-- Start --

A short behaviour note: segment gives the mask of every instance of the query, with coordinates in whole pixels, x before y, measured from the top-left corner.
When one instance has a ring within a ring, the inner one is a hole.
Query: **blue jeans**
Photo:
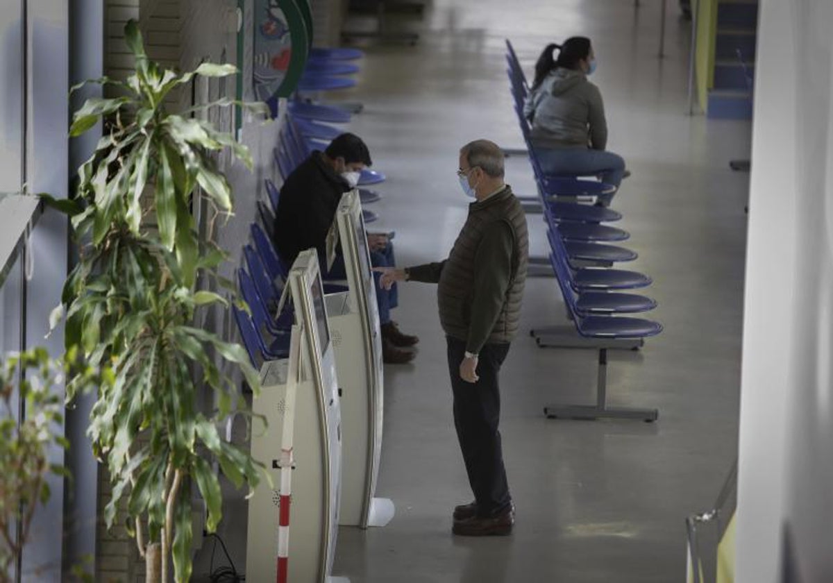
[[[387,242],[384,249],[370,252],[370,263],[374,267],[394,267],[397,259],[393,255],[393,243]],[[321,265],[326,265],[322,262]],[[399,290],[397,284],[389,290],[382,289],[379,285],[382,274],[373,272],[373,281],[376,282],[376,303],[379,308],[379,323],[387,324],[391,321],[391,310],[399,306]],[[344,267],[344,256],[339,253],[332,262],[329,272],[322,274],[324,280],[347,279],[347,271]]]
[[[606,150],[583,147],[536,148],[541,169],[545,174],[576,176],[596,175],[601,182],[612,184],[617,189],[625,173],[625,160],[619,154]],[[606,207],[610,205],[613,195],[600,195],[598,200]]]

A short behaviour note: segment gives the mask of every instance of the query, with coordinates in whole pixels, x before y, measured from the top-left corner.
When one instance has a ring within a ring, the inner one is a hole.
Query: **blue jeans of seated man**
[[[576,174],[601,176],[601,182],[619,188],[625,173],[625,160],[619,154],[606,150],[583,147],[536,148],[536,156],[545,174]],[[598,201],[610,206],[615,192],[599,195]]]
[[[397,259],[393,255],[393,243],[388,242],[384,249],[370,252],[370,263],[373,267],[395,267]],[[322,261],[321,265],[323,266],[326,263]],[[344,256],[341,253],[337,255],[332,262],[332,267],[322,277],[324,280],[347,279],[347,271],[344,267]],[[382,289],[379,285],[380,277],[382,277],[381,274],[373,272],[373,281],[376,282],[376,303],[379,308],[379,323],[387,324],[391,321],[391,310],[399,306],[399,290],[396,283],[389,290]]]

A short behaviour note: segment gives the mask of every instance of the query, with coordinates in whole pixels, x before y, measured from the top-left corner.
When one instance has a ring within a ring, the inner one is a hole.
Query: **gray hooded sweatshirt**
[[[607,122],[599,88],[581,71],[559,67],[530,92],[523,107],[532,145],[604,150]]]

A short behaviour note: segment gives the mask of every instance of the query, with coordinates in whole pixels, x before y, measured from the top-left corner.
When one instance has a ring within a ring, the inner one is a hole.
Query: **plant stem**
[[[173,484],[167,492],[167,504],[165,508],[165,528],[162,531],[162,577],[167,577],[167,556],[171,550],[171,537],[173,535],[173,507],[179,496],[179,488],[182,485],[184,474],[177,470],[173,476]]]

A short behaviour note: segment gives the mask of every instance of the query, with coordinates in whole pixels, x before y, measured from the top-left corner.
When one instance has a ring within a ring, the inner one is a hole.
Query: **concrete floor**
[[[364,102],[349,129],[388,177],[378,187],[384,199],[370,207],[382,218],[371,227],[396,230],[403,266],[441,259],[469,202],[454,174],[459,147],[478,137],[522,144],[504,39],[530,76],[547,42],[590,37],[608,147],[633,173],[613,203],[625,217],[618,226],[631,233],[626,246],[640,254],[626,268],[654,278],[646,293],[660,307],[651,317],[665,331],[639,352],[612,353],[608,375],[610,403],[657,407],[658,422],[547,420],[547,403],[592,401],[596,356],[536,346],[526,331],[563,322],[564,311],[554,280],[528,282],[523,333],[501,373],[515,531],[458,538],[451,511],[471,495],[453,430],[436,290],[403,285],[394,317],[421,342],[412,365],[385,371],[377,494],[394,501],[397,516],[382,529],[342,528],[336,575],[354,583],[684,576],[684,519],[711,506],[736,455],[748,175],[733,173],[728,161],[748,157],[750,124],[687,115],[690,23],[669,2],[660,59],[661,2],[641,4],[436,0],[418,22],[392,22],[421,32],[415,47],[368,47],[358,87],[338,96]],[[534,194],[524,157],[507,160],[506,182]],[[532,252],[543,255],[545,225],[540,215],[528,220]]]

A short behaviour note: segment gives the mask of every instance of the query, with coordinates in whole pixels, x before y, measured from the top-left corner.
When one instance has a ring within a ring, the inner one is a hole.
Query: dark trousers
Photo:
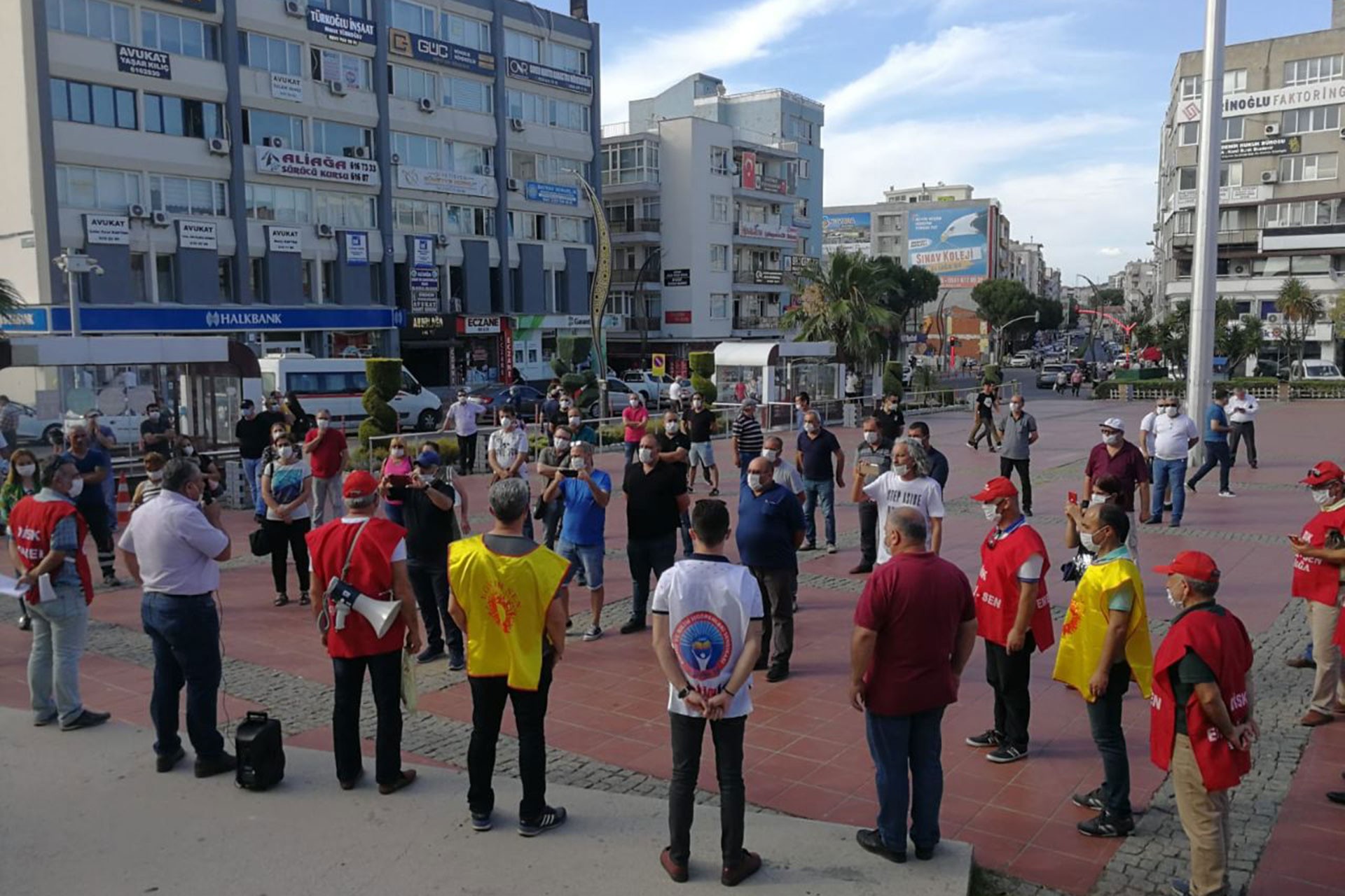
[[[859,502],[859,557],[865,566],[878,559],[878,505],[873,501]]]
[[[546,696],[551,689],[551,658],[542,658],[542,677],[537,690],[516,690],[508,678],[468,678],[472,686],[472,740],[467,747],[467,806],[472,814],[488,815],[495,810],[495,747],[504,717],[504,700],[514,704],[514,727],[518,728],[518,776],[523,799],[518,818],[537,821],[546,809]]]
[[[374,735],[374,779],[390,785],[402,774],[402,652],[373,657],[332,657],[332,752],[336,779],[354,780],[362,766],[359,755],[359,700],[364,669],[374,692],[378,729]]]
[[[1247,462],[1256,466],[1256,423],[1229,423],[1229,426],[1233,429],[1228,434],[1228,454],[1232,462],[1237,462],[1237,445],[1247,442]]]
[[[1130,665],[1118,662],[1107,677],[1107,692],[1088,704],[1088,724],[1102,754],[1102,805],[1112,818],[1130,818],[1130,759],[1120,729],[1120,701],[1130,688]]]
[[[140,623],[155,649],[155,689],[149,717],[155,723],[155,754],[172,756],[178,736],[178,695],[187,686],[187,737],[198,759],[225,752],[215,729],[219,695],[219,614],[208,594],[175,598],[147,591],[140,599]]]
[[[463,633],[448,615],[448,556],[437,562],[406,560],[406,578],[425,623],[425,649],[434,653],[448,641],[451,653],[463,653]]]
[[[308,591],[308,541],[304,539],[312,521],[265,520],[261,528],[266,531],[270,543],[270,578],[276,583],[276,594],[285,594],[285,580],[289,570],[289,552],[295,552],[295,572],[299,575],[299,590]]]
[[[1196,470],[1196,476],[1189,482],[1196,485],[1205,474],[1219,465],[1219,490],[1228,490],[1228,470],[1233,466],[1233,455],[1228,453],[1228,442],[1205,442],[1205,462]]]
[[[650,609],[650,575],[658,579],[677,562],[677,532],[656,535],[652,539],[631,539],[625,543],[625,557],[631,564],[633,592],[631,618],[644,622]]]
[[[765,618],[761,621],[761,658],[772,666],[790,668],[794,656],[794,598],[799,592],[798,570],[749,567],[761,588]]]
[[[1032,459],[1001,455],[999,476],[1009,478],[1014,470],[1018,470],[1018,482],[1022,485],[1022,509],[1032,512]]]
[[[936,707],[911,716],[863,715],[878,789],[878,833],[892,852],[907,852],[908,811],[915,845],[933,848],[939,842],[943,709]]]
[[[1022,650],[1009,653],[1003,646],[986,641],[986,681],[995,693],[995,731],[1005,743],[1028,748],[1028,721],[1032,719],[1032,652],[1037,641],[1028,633]]]
[[[691,856],[691,819],[695,814],[695,783],[701,772],[705,717],[668,713],[672,728],[672,780],[668,782],[668,856],[686,865]],[[746,716],[710,723],[714,740],[714,774],[720,779],[720,852],[724,866],[742,858],[742,825],[746,787],[742,783],[742,735]]]

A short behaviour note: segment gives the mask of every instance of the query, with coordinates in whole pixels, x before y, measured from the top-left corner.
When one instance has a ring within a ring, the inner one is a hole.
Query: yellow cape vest
[[[479,535],[449,544],[449,587],[467,614],[467,674],[508,676],[510,688],[537,690],[546,610],[569,568],[541,545],[514,557],[495,553]]]
[[[1126,662],[1131,677],[1139,684],[1139,693],[1146,699],[1151,693],[1154,680],[1154,649],[1149,641],[1149,614],[1145,613],[1145,583],[1139,578],[1139,567],[1134,560],[1119,559],[1093,563],[1079,579],[1064,626],[1060,629],[1060,646],[1056,647],[1056,670],[1052,677],[1064,681],[1083,695],[1088,703],[1088,680],[1098,670],[1098,657],[1107,638],[1107,602],[1116,590],[1130,582],[1135,590],[1135,603],[1130,610],[1130,626],[1126,629]],[[1116,657],[1120,662],[1122,657]]]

-- End --

EXERCISE DETAILS: Leave out the pictures and restate everything else word for word.

FINAL ANSWER:
A short behaviour note: segment gives the mask of every instance of the query, with coordinates in whole pixels, x before y, measured from the top-left corner.
When one instance has a ring within a ring, the inner one is a hole.
Query: **blue jeans**
Photo:
[[[387,242],[384,249],[370,252],[370,263],[374,267],[394,267],[397,259],[393,255],[393,243]],[[321,265],[326,265],[322,262]],[[399,290],[397,284],[389,290],[382,289],[379,285],[382,274],[373,272],[373,281],[376,282],[376,303],[379,308],[379,323],[387,324],[391,321],[391,310],[399,306]],[[344,267],[344,256],[339,253],[332,262],[329,272],[322,274],[324,280],[347,279],[347,271]]]
[[[606,150],[583,147],[536,148],[541,169],[545,174],[576,176],[596,175],[601,182],[612,184],[617,189],[625,173],[625,160],[619,154]],[[606,207],[610,205],[613,195],[600,195],[598,200]]]

A short behaviour note: segment gives the mask of every instance of the query, with coordinates in whole pixels, x before y, measured from the top-left corner.
When one instance has a ring within a ring, the inner one is a hole.
Query: **blue jeans of seated man**
[[[576,174],[601,176],[601,182],[619,188],[625,173],[625,160],[619,154],[606,150],[583,147],[536,148],[536,156],[545,174]],[[598,201],[610,206],[615,192],[599,195]]]
[[[397,259],[393,255],[393,243],[388,242],[384,249],[370,252],[370,263],[373,267],[395,267]],[[322,261],[321,265],[323,266],[326,263]],[[344,256],[341,253],[337,255],[332,262],[332,267],[322,277],[324,280],[347,279],[347,271],[344,267]],[[382,289],[379,285],[380,277],[382,277],[381,274],[373,272],[373,281],[376,282],[376,303],[379,308],[379,323],[387,324],[391,321],[391,310],[399,306],[399,290],[396,283],[389,290]]]

A short behaviour note: segment gives the mask of every instance of the query, with coordinates in whole pixels, x before y, measured from the top-left corner.
When one instance has a ring within a ring, the inner one is a hole.
Query: **gray hooded sweatshirt**
[[[607,122],[599,88],[581,71],[559,67],[530,92],[523,107],[532,145],[604,150]]]

A short behaviour note: segment gives the mask of every instance of the query, with coordinates in whole pixels, x before y, measured from the top-left corner.
When one instance has a ring within a ring, the inner one is a hole.
Query: **plant stem**
[[[173,484],[167,492],[167,504],[165,508],[165,528],[162,531],[162,577],[167,577],[167,556],[171,550],[171,537],[173,535],[173,507],[179,496],[179,488],[182,485],[184,474],[177,470],[173,476]]]

A short behaviour note: segment gives the mask of every instance of the query, with coordinates in whole pixels, x before y, measured from the top-left corner.
When one instance has a ring within a ring, the inner one is a hole.
Query: **concrete floor**
[[[364,102],[349,129],[388,177],[378,187],[384,199],[370,207],[382,218],[371,227],[396,230],[403,266],[441,259],[469,202],[454,174],[459,147],[478,137],[522,144],[504,39],[530,76],[547,42],[590,37],[608,147],[633,173],[613,203],[625,217],[618,226],[631,233],[626,246],[640,254],[626,268],[654,278],[646,293],[660,307],[651,317],[665,331],[639,352],[612,353],[608,375],[610,403],[657,407],[658,422],[547,420],[547,403],[592,401],[596,356],[536,346],[526,331],[563,322],[564,311],[554,280],[528,282],[523,333],[501,373],[515,531],[458,538],[451,511],[471,495],[453,430],[436,290],[403,285],[394,317],[421,342],[412,365],[385,371],[377,494],[394,501],[397,516],[382,529],[342,528],[336,575],[354,583],[684,576],[684,519],[711,506],[736,455],[748,175],[733,173],[728,161],[748,157],[750,124],[687,115],[690,23],[669,2],[660,59],[661,2],[641,4],[436,0],[418,22],[392,22],[421,32],[415,47],[368,47],[358,87],[338,96]],[[534,194],[524,157],[507,160],[506,182]],[[532,252],[543,255],[545,225],[540,215],[528,220]]]

A short behaviour note: segment gives the mask of every instance of the query, with coordinates in whole pixels, x before y, measured from the top-left corner.
When one instance has a ring within a ring, the inner one is a hole.
Query: dark trousers
Photo:
[[[859,502],[859,557],[865,566],[878,559],[878,505],[873,501]]]
[[[546,696],[551,689],[551,658],[542,658],[542,677],[537,690],[516,690],[508,678],[468,678],[472,686],[472,740],[467,747],[467,806],[472,814],[488,815],[495,810],[495,747],[504,717],[504,700],[514,704],[514,727],[518,728],[518,776],[523,799],[518,818],[537,821],[546,809]]]
[[[374,735],[374,779],[390,785],[402,774],[402,652],[373,657],[332,657],[332,752],[336,779],[354,780],[362,766],[359,755],[359,700],[364,669],[374,692],[378,729]]]
[[[1247,462],[1256,466],[1256,423],[1229,423],[1229,426],[1233,429],[1228,434],[1228,454],[1232,462],[1237,462],[1237,445],[1247,442]]]
[[[1130,665],[1118,662],[1107,677],[1107,692],[1088,704],[1088,724],[1102,754],[1102,805],[1112,818],[1130,818],[1130,759],[1120,729],[1120,701],[1130,688]]]
[[[140,623],[155,649],[155,689],[149,717],[155,723],[155,754],[172,756],[178,736],[178,695],[187,686],[187,737],[198,759],[225,752],[215,729],[219,695],[219,614],[208,594],[175,598],[147,591],[140,599]]]
[[[463,633],[448,615],[448,556],[437,562],[406,560],[406,578],[425,623],[425,649],[434,653],[448,641],[451,653],[463,653]]]
[[[308,591],[308,541],[304,539],[312,521],[265,520],[261,528],[266,531],[270,543],[270,578],[276,583],[276,594],[285,594],[285,580],[289,570],[289,552],[295,552],[295,572],[299,575],[299,590]]]
[[[1196,470],[1196,476],[1189,482],[1196,485],[1205,474],[1219,465],[1219,490],[1228,490],[1228,470],[1233,466],[1233,455],[1228,453],[1228,442],[1205,442],[1205,462]]]
[[[650,609],[650,575],[658,579],[677,562],[677,532],[656,535],[652,539],[631,539],[625,543],[625,557],[631,564],[633,592],[631,618],[644,622]]]
[[[765,618],[761,621],[761,658],[772,666],[790,668],[794,656],[794,598],[799,592],[798,570],[749,567],[761,588]]]
[[[1032,459],[1001,455],[999,476],[1009,478],[1014,470],[1018,470],[1018,482],[1022,485],[1022,509],[1032,512]]]
[[[936,707],[911,716],[863,715],[878,789],[878,833],[892,852],[907,852],[908,811],[915,845],[933,848],[939,842],[943,709]]]
[[[1022,650],[1009,653],[1003,646],[986,641],[986,681],[995,693],[995,731],[1005,743],[1028,748],[1028,721],[1032,719],[1032,652],[1037,641],[1028,633]]]
[[[691,856],[691,819],[695,814],[695,783],[701,772],[705,717],[668,713],[672,728],[672,780],[668,782],[668,856],[686,865]],[[746,716],[710,723],[714,740],[714,774],[720,779],[720,852],[724,866],[742,858],[742,825],[746,787],[742,783],[742,735]]]

A short behaviour note: segment gives the mask of every instance of the query, with coordinates in whole pixels, x before y, measured from the top-left corner.
When one instance has a ring within a ring, the inner one is a hole.
Query: yellow cape vest
[[[479,535],[449,544],[449,587],[467,614],[467,674],[508,676],[510,688],[537,690],[546,610],[569,568],[541,545],[514,557],[495,553]]]
[[[1126,662],[1131,677],[1139,684],[1139,693],[1146,699],[1151,693],[1154,680],[1154,649],[1149,641],[1149,614],[1145,613],[1145,583],[1139,578],[1139,567],[1134,560],[1119,559],[1093,563],[1079,579],[1064,626],[1060,629],[1060,646],[1056,647],[1056,670],[1052,677],[1064,681],[1083,695],[1088,703],[1088,680],[1098,670],[1098,657],[1107,638],[1107,602],[1116,590],[1130,582],[1135,590],[1135,603],[1130,610],[1130,626],[1126,629]],[[1116,657],[1120,662],[1122,657]]]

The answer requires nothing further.